PASSAGE PROVIDED
..............................
Purpose: Generalized (g-) computation is a useful tool for causal inference in epidemiology. However, in settings when the outcome is a survival time subject to right censoring, the standard pooled logistic regression approach to g-computation requires arbitrary discretization of time, parametric modeling of the baseline hazard function, and the need to expand one's dataset. We illustrate a semiparametric Breslow estimator for g-computation with time-fixed treatments and survival outcomes that is not subject to these limitations.
Methods: We compare performance of the Breslow g-computation estimator to the pooled logistic g-computation estimator in simulations and illustrate both approaches to estimate the effect of a 3-drug vs 2-drug antiretroviral therapy regimen among people with HIV.
..............................
SUPPLIED ENTRIES

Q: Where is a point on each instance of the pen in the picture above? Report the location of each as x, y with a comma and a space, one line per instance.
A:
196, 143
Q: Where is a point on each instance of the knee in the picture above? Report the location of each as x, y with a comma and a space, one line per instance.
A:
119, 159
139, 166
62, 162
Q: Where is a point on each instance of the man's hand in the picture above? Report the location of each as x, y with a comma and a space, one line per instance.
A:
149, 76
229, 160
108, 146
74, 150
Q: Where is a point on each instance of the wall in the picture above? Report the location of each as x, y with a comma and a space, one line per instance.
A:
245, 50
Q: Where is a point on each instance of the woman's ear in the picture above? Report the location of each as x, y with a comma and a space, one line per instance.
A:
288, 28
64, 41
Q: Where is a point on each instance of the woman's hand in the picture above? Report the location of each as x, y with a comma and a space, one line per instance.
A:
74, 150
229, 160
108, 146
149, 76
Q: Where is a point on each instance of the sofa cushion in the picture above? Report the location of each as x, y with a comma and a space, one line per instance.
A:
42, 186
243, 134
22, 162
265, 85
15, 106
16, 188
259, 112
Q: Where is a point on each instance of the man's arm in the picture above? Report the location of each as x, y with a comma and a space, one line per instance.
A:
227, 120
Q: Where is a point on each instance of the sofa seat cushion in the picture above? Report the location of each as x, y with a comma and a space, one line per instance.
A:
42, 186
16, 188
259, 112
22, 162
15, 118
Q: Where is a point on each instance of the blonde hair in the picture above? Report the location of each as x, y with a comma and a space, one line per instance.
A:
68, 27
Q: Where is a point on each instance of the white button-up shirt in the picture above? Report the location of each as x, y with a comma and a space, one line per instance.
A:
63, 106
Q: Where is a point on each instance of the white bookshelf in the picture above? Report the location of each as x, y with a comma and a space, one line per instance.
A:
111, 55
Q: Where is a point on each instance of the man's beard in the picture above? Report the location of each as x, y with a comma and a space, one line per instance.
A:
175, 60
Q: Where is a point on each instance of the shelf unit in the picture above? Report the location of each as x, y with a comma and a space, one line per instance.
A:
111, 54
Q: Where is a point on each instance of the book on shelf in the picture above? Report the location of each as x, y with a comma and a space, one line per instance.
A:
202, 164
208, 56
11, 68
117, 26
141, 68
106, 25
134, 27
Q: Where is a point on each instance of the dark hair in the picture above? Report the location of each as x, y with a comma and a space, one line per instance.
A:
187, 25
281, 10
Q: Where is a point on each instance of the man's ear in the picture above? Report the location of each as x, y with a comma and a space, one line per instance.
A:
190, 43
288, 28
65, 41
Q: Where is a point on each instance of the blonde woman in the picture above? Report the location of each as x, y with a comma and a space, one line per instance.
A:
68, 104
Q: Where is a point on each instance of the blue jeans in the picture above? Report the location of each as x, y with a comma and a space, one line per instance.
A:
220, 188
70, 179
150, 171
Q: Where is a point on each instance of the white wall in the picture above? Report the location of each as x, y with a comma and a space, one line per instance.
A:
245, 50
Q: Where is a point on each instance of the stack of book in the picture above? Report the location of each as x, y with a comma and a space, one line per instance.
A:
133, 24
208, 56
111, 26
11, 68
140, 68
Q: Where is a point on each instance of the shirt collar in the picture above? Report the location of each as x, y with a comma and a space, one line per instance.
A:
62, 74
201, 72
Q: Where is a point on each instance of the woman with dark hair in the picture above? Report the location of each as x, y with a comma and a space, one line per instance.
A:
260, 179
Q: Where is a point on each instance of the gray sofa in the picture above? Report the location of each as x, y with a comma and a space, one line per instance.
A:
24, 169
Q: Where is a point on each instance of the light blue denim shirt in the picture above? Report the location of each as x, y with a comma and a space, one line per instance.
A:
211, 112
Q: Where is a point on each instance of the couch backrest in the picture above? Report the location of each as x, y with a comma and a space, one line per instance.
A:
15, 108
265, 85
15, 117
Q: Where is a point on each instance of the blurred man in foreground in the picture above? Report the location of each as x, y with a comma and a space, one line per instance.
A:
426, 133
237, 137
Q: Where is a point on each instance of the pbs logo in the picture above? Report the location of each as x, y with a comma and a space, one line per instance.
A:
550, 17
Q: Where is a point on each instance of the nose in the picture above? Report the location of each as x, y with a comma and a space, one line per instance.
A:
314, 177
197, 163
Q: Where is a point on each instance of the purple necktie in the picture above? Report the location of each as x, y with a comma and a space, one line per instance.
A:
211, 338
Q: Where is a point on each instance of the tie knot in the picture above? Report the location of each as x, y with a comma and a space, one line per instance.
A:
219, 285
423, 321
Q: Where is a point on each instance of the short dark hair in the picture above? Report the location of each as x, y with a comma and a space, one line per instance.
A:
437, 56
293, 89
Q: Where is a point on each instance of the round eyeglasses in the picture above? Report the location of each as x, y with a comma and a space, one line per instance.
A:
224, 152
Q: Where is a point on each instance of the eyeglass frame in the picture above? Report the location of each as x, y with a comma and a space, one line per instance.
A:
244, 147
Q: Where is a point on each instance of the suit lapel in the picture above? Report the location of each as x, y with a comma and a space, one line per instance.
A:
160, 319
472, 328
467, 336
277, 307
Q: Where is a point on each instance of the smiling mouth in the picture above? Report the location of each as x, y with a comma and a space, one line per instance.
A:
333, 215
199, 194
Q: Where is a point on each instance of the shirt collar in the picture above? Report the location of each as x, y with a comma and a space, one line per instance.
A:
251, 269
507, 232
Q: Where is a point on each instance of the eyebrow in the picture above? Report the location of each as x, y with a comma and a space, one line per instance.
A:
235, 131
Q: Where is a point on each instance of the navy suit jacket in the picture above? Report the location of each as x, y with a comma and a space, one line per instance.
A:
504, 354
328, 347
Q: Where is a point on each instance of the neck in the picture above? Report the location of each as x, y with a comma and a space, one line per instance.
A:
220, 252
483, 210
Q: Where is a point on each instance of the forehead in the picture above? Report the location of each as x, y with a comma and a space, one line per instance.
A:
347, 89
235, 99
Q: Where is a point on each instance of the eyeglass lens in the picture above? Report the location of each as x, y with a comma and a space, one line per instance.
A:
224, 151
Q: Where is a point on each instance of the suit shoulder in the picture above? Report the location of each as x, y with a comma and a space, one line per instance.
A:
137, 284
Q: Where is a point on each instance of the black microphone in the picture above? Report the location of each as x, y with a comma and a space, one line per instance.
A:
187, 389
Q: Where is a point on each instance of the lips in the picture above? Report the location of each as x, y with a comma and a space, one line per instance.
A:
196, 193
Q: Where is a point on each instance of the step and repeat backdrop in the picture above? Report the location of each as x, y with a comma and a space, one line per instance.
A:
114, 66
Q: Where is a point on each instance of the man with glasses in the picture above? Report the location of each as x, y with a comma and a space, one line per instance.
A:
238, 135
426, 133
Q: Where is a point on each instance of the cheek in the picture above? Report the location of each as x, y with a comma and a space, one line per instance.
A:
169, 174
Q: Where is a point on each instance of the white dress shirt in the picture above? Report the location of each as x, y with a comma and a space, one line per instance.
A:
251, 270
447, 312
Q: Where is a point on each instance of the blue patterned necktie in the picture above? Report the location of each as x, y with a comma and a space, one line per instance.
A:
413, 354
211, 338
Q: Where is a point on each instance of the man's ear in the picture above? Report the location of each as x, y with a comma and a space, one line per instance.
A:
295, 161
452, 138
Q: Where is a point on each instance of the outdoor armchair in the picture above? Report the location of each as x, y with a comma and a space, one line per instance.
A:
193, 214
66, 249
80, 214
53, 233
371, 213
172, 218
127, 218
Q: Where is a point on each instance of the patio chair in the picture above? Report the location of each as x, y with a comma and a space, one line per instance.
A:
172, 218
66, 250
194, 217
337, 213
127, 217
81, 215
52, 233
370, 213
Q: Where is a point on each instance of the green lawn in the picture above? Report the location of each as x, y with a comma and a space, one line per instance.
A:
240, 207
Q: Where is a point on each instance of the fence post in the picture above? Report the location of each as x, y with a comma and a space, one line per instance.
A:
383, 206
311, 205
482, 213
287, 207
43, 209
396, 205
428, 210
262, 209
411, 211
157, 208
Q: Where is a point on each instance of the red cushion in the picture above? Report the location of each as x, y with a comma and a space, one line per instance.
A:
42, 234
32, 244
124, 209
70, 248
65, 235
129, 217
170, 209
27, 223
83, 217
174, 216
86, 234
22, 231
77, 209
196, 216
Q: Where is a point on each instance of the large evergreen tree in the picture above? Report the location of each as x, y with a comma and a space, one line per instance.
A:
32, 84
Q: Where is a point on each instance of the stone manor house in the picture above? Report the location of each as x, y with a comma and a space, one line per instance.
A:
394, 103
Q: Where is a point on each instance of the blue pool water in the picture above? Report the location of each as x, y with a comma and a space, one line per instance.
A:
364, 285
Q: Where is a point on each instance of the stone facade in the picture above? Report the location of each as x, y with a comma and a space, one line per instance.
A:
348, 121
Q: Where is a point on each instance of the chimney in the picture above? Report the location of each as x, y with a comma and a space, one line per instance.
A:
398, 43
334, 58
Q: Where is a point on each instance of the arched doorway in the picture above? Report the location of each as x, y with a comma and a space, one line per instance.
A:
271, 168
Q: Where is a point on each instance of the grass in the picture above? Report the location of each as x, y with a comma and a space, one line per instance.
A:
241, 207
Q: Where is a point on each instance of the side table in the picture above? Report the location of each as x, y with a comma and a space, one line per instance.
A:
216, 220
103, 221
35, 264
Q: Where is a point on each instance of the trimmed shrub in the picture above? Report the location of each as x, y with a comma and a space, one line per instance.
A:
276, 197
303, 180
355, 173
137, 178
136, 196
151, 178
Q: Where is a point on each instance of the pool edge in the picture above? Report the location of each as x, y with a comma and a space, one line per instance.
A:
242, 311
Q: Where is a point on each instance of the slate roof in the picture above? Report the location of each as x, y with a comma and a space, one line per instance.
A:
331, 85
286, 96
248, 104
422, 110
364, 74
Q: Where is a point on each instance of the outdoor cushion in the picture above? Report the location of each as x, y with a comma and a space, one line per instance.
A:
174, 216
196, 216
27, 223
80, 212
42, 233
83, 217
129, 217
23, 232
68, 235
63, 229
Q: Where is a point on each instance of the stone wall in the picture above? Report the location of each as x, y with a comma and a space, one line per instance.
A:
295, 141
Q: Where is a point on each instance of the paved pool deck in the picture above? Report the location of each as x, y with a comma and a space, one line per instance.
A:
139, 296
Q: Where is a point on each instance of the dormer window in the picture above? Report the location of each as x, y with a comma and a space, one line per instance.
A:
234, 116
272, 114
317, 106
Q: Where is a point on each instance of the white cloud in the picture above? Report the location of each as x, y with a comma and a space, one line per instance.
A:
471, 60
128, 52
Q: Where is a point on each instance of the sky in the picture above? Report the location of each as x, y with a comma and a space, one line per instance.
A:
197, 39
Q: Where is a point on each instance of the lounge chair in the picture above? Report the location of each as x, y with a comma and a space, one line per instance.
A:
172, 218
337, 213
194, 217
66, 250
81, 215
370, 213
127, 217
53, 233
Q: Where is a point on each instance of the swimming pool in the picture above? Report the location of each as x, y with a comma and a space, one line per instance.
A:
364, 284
..............................
WHAT THE EXERCISE ASKS
Write the next part of the abstract on the Breslow g-computation estimator for survival outcomes, picking up after its Methods section. The rows have nothing to do with the abstract or with what is asked of it.

RESULT FOR THIS TASK
Results: In simulations, both approaches performed well at the end of follow-up. The pooled logistic approach was biased at times between the endpoints of the discrete time intervals used, while the Breslow approach was not. In the example, both approaches estimated a 1-year risk difference of about 6 % in favor of the 3-drug regimen, but the shape of the survival curves differed.
Conclusions: The Breslow g-computation estimator of counterfactual risk functions does not rely on strong parametric assumptions about the time-to-event distribution or onerous dataset expansions.
Keywords: Antiretroviral therapy; Causation; G-computation; HIV; Pharmacoepidemiology; Survival Analysis.